** Begin **
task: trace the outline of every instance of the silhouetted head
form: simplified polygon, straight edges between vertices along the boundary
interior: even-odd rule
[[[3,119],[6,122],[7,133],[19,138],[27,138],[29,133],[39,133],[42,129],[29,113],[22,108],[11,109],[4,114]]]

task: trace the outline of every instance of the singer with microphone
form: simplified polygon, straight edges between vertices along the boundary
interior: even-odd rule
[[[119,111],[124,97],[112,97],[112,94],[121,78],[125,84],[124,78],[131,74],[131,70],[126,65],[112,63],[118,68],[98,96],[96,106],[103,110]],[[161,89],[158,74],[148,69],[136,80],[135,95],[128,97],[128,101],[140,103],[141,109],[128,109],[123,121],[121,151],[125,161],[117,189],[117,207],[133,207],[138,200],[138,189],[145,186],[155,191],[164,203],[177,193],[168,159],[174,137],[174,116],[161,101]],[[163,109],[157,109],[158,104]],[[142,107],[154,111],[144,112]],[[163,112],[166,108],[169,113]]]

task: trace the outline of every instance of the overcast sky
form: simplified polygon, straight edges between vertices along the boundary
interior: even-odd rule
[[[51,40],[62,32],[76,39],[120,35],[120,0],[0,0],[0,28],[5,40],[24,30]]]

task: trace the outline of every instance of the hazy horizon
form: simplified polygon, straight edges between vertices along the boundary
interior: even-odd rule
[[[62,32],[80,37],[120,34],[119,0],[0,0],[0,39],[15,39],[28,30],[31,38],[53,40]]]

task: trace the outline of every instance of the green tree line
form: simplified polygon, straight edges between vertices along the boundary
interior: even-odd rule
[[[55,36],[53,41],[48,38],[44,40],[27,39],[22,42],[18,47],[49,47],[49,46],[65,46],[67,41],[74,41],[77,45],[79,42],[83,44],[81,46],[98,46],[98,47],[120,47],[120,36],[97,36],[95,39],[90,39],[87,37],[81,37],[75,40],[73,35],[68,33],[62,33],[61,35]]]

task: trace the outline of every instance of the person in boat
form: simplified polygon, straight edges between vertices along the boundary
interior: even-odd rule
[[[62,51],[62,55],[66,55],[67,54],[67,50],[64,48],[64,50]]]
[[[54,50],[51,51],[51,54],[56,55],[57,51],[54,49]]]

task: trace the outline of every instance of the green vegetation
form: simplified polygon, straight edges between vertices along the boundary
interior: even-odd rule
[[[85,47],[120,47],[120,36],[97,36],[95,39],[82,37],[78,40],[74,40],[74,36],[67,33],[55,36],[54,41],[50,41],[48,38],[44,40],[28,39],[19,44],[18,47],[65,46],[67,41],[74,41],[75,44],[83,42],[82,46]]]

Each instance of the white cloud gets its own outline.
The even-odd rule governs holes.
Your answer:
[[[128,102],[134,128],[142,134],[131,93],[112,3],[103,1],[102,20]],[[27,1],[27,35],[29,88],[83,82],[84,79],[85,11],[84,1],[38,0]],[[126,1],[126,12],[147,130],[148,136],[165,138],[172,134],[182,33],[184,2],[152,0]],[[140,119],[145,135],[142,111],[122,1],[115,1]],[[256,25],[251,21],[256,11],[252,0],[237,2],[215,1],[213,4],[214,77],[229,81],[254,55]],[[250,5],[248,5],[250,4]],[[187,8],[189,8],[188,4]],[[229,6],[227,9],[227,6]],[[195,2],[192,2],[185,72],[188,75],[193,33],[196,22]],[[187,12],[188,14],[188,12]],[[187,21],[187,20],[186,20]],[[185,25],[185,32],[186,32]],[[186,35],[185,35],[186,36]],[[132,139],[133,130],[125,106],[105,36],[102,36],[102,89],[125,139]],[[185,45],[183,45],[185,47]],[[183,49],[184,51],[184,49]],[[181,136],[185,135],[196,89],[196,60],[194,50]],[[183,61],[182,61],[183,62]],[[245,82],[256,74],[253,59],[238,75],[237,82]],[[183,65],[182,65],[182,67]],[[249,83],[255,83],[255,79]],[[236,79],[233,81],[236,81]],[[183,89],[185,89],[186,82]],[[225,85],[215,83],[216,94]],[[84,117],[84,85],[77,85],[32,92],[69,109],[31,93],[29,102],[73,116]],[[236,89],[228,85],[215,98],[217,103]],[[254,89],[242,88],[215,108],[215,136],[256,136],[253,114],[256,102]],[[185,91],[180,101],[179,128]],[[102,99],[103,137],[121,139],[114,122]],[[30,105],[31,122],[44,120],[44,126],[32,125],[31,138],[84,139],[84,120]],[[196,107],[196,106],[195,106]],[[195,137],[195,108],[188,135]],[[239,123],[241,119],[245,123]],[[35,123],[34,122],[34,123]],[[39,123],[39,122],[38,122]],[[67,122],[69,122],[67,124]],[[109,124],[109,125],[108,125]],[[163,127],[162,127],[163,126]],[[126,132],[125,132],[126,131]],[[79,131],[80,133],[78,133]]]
** End **
◆ Task brief
Can you rewrite the stretch from the line containing "Each instance of" through the end of the items, both ends included, with the wording of each line kept and every vertex coordinate in the answer multiplied by 0.65 and rounded to a whole number, halves rounding up? Return only those lines.

◆ Task solution
Each instance of the white cloud gets its own outline.
The even-odd rule governs holes.
Your answer:
[[[83,66],[87,83],[92,87],[85,60],[73,2],[67,1],[66,13]],[[18,1],[18,23],[19,57],[54,53],[55,51],[55,7],[55,1],[25,0]],[[82,1],[82,8],[96,85],[96,88],[107,90],[112,87],[118,21],[120,1],[99,0]],[[91,77],[94,88],[92,72],[79,1],[75,1]],[[166,16],[163,14],[166,7],[164,0],[154,1],[140,1],[138,3],[139,50],[149,53],[165,36]],[[163,3],[161,3],[163,3]],[[122,5],[123,5],[122,3]],[[149,4],[148,6],[148,4]],[[127,1],[125,1],[120,47],[122,49],[125,21],[127,14]],[[122,8],[122,9],[122,8]],[[122,14],[122,13],[121,13]],[[120,16],[120,21],[121,21]],[[121,23],[120,23],[121,23]],[[86,90],[86,85],[81,69],[68,23],[66,23],[66,58],[81,90]],[[120,29],[119,29],[120,31]],[[119,32],[120,33],[120,32]],[[118,88],[120,88],[127,58],[127,39],[126,33]],[[119,40],[118,40],[119,40]],[[159,53],[166,48],[164,38],[155,49],[154,53]],[[119,42],[118,42],[118,44]],[[162,54],[166,54],[166,51]],[[153,51],[151,53],[153,53]],[[119,58],[120,58],[121,53]],[[146,55],[140,54],[140,61]],[[55,76],[55,55],[50,55],[21,60],[45,71],[20,60],[19,66],[47,75]],[[153,58],[148,55],[140,64],[141,67]],[[165,58],[157,57],[140,70],[140,88],[166,88],[164,74],[166,66]],[[120,59],[117,66],[116,83]],[[66,64],[67,89],[79,90],[74,79]],[[20,68],[20,79],[29,78],[29,82],[21,81],[20,90],[55,90],[55,78]],[[127,70],[127,69],[127,69]],[[127,89],[127,70],[122,88]],[[155,80],[157,77],[159,80]],[[23,80],[22,79],[22,80]],[[25,80],[25,79],[25,79]],[[44,79],[45,79],[44,81]],[[71,81],[71,81],[70,81]],[[106,83],[105,83],[106,82]],[[82,86],[81,86],[82,85]],[[51,85],[52,86],[51,86]]]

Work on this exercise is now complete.